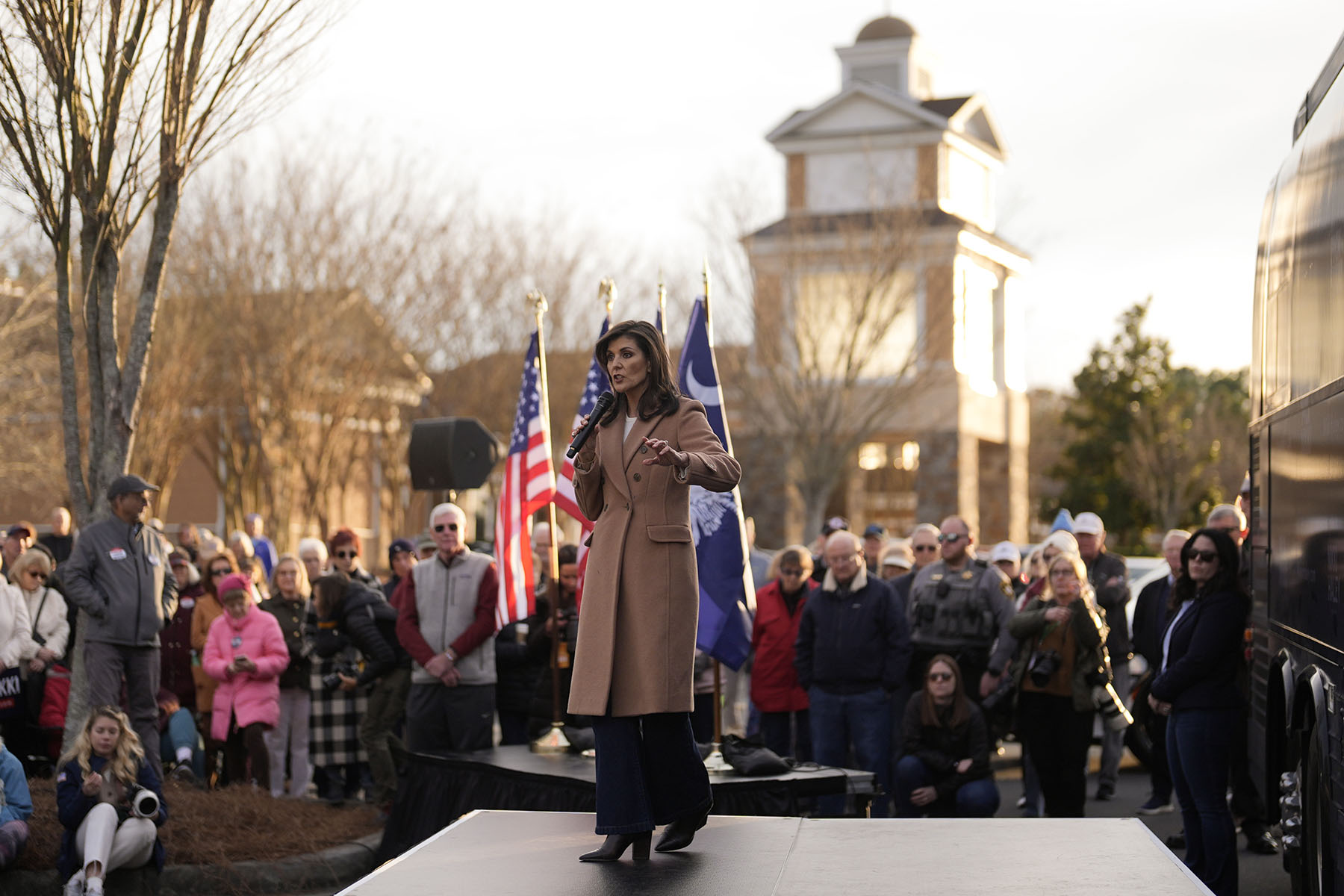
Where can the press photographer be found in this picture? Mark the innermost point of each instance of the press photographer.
(351, 609)
(1061, 647)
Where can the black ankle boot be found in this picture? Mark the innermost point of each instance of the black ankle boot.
(682, 832)
(615, 847)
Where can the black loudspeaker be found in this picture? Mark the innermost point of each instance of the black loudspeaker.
(452, 453)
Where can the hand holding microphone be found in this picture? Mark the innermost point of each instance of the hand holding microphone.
(581, 435)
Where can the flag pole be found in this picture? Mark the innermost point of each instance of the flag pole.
(714, 762)
(663, 307)
(554, 741)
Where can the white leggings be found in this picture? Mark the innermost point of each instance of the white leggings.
(102, 840)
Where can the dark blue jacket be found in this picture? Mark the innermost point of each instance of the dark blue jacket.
(73, 805)
(1151, 621)
(1204, 655)
(853, 641)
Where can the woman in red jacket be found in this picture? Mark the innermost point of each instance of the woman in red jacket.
(774, 682)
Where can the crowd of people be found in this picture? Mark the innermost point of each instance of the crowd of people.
(300, 672)
(910, 657)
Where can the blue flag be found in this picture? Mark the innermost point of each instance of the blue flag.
(721, 548)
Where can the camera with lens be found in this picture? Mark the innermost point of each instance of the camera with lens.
(144, 802)
(332, 680)
(1113, 712)
(1043, 667)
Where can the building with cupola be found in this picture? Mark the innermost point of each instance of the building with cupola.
(889, 228)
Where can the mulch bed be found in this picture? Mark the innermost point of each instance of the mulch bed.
(217, 828)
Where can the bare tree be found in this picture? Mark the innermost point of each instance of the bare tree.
(107, 108)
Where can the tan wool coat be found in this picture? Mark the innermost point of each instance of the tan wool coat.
(641, 598)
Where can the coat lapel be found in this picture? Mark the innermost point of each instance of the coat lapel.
(609, 442)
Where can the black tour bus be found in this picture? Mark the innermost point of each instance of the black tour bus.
(1297, 494)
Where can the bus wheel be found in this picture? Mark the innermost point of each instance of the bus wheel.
(1313, 862)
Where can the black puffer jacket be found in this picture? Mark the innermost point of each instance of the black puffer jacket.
(370, 623)
(941, 747)
(517, 667)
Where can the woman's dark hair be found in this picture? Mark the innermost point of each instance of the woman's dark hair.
(1229, 568)
(208, 581)
(960, 706)
(329, 594)
(660, 394)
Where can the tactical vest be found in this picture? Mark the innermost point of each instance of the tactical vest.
(948, 612)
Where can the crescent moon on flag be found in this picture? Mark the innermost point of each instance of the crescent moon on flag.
(707, 395)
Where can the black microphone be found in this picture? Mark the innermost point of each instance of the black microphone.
(604, 403)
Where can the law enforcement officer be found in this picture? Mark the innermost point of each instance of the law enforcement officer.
(961, 606)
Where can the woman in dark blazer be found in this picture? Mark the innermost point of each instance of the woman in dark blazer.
(1196, 688)
(638, 623)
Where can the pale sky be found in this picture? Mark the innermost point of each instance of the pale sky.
(1142, 137)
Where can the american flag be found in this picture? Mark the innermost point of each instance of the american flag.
(564, 499)
(529, 487)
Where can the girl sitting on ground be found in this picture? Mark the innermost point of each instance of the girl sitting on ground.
(97, 795)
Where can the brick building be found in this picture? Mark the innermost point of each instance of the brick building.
(887, 155)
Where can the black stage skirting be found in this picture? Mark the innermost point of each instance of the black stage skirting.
(437, 788)
(537, 855)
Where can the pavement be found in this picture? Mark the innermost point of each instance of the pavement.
(1258, 875)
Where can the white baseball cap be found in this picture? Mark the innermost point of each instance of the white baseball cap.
(1088, 524)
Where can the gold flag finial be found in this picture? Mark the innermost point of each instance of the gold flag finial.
(537, 299)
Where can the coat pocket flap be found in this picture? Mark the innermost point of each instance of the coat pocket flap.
(670, 532)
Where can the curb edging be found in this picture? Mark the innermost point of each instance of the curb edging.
(334, 867)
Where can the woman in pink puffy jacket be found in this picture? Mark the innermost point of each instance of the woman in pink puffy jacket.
(246, 652)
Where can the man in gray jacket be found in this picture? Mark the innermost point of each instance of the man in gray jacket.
(119, 574)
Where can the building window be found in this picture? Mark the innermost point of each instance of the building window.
(974, 324)
(909, 457)
(873, 455)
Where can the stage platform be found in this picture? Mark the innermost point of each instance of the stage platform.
(437, 788)
(531, 853)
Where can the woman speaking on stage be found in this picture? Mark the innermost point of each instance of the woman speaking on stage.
(638, 621)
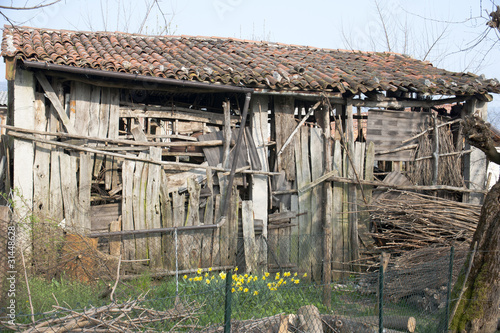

______________________________

■ **What to do**: Nothing but the lines from the one that contains "Where can the woman speaking" through the last line of the material should be written out, exactly. Omit pictures.

■ **Answer box**:
Where can the woman speaking on stage be found in this picture? Mark the innermost point of each instance of the woman speaking on stage.
(638, 621)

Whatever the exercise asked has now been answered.